__Hedefin__: Aşağıdaki satırların hepsini, hiçbir şeyi değiştirmeden baştan sona yeniden yaz.

__Listelenen satırlar__:
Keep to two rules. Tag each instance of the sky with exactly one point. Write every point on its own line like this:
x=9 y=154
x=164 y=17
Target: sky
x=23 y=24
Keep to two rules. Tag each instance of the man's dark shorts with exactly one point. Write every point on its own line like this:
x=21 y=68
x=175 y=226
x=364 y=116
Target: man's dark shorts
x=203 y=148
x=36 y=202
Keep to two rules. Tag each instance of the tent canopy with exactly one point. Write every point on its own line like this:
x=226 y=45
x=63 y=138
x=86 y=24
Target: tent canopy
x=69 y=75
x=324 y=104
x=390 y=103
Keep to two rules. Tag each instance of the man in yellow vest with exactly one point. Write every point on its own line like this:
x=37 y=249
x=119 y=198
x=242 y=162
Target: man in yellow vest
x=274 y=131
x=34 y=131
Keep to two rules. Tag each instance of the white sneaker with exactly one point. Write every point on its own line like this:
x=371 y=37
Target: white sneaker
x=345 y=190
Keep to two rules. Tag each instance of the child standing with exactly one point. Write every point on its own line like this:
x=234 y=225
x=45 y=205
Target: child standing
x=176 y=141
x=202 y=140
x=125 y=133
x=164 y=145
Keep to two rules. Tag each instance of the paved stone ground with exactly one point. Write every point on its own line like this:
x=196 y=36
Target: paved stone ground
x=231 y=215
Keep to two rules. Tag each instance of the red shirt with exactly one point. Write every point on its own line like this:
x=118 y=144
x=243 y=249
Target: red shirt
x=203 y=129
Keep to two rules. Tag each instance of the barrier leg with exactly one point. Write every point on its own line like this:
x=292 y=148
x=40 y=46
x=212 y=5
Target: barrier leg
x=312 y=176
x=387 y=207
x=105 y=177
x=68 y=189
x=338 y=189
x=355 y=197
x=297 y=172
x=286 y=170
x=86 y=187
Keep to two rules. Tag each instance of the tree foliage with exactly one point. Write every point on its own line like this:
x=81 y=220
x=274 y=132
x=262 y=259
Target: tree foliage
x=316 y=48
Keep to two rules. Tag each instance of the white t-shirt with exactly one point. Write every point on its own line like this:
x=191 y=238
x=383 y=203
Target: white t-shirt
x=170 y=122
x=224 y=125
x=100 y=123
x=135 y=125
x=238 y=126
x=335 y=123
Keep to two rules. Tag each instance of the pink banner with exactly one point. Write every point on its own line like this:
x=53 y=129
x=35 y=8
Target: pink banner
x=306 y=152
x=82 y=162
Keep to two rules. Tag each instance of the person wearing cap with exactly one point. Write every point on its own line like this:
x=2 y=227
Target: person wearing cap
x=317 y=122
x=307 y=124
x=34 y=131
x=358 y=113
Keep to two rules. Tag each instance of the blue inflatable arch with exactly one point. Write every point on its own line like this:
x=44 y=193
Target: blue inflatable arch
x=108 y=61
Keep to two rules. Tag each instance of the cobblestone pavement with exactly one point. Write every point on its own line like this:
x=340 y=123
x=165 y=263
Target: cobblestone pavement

__Sonuç aşağıda__:
Keep to two rules. Tag each instance of the sky with exactly one point. Write every point on its own line like this:
x=9 y=154
x=164 y=17
Target: sky
x=23 y=24
Keep to two rules. Tag each instance of the man's dark shorts with exactly one point. Write every point on its own line like this:
x=21 y=68
x=175 y=226
x=364 y=116
Target: man's dark shorts
x=203 y=148
x=36 y=202
Keep to two rules. Tag each instance of the tent canopy with exactly one point. Write every point on its own line like this:
x=226 y=45
x=63 y=138
x=86 y=24
Target: tent canopy
x=69 y=75
x=324 y=104
x=390 y=103
Keep to two rules. Tag each instance of the man in yellow vest with exactly one point. Write every point on its own line like this:
x=37 y=249
x=119 y=198
x=242 y=162
Target: man in yellow vest
x=274 y=131
x=34 y=131
Keep to two rules. Tag each instance of the white sneaker with exactly one point. Write every point on its own line like this:
x=371 y=37
Target: white sneaker
x=345 y=190
Keep to two rules. Tag each instance of the child standing with exactly one point. Write every point on its own line like this:
x=234 y=225
x=45 y=205
Target: child standing
x=176 y=141
x=202 y=140
x=125 y=133
x=164 y=145
Keep to two rules. Tag each instance of the paved stone ground with exactly one point. Write every point on its own line like this:
x=196 y=36
Target: paved stone ground
x=231 y=215
Keep to two rules. Tag each instance of the red shirt with exactly one point. Write every point on its own line like this:
x=118 y=144
x=243 y=249
Target: red shirt
x=203 y=129
Keep to two rules. Tag each instance of the barrier leg with exactly one point. Write every point on its own line like this:
x=292 y=148
x=40 y=46
x=212 y=5
Target: barrier leg
x=312 y=176
x=387 y=207
x=105 y=177
x=68 y=189
x=338 y=189
x=355 y=197
x=297 y=172
x=286 y=170
x=86 y=187
Keep to two rules. Tag each instance of the tree foliage with exactly one point. Write every point on its own line like this:
x=81 y=220
x=274 y=132
x=262 y=259
Target: tree foliage
x=316 y=48
Keep to two rules. Tag each instance of the white t-shirt with exactly one point. Write every point on its own line like this:
x=191 y=238
x=383 y=203
Target: white t-shirt
x=170 y=122
x=224 y=125
x=100 y=123
x=135 y=125
x=238 y=126
x=335 y=123
Keep to two rules. Tag each instance of the pink banner with exactly one point. Write every point on its own line like this:
x=53 y=129
x=35 y=8
Target: pink banner
x=306 y=152
x=82 y=162
Keep to two rules. Tag each instance of the person wearing cap with exactly one point. Write every point on its own line like this:
x=2 y=227
Target: person wearing cap
x=317 y=122
x=307 y=124
x=34 y=131
x=358 y=113
Keep to two rules. Tag each instance of the blue inflatable arch with exactly one point. Write every point on its own line like this:
x=44 y=193
Target: blue inflatable arch
x=108 y=61
Keep to two rules. Tag each instance of the cobblestone pavement with exactly one point. Write every point on its own line like this:
x=340 y=123
x=165 y=263
Target: cobblestone pavement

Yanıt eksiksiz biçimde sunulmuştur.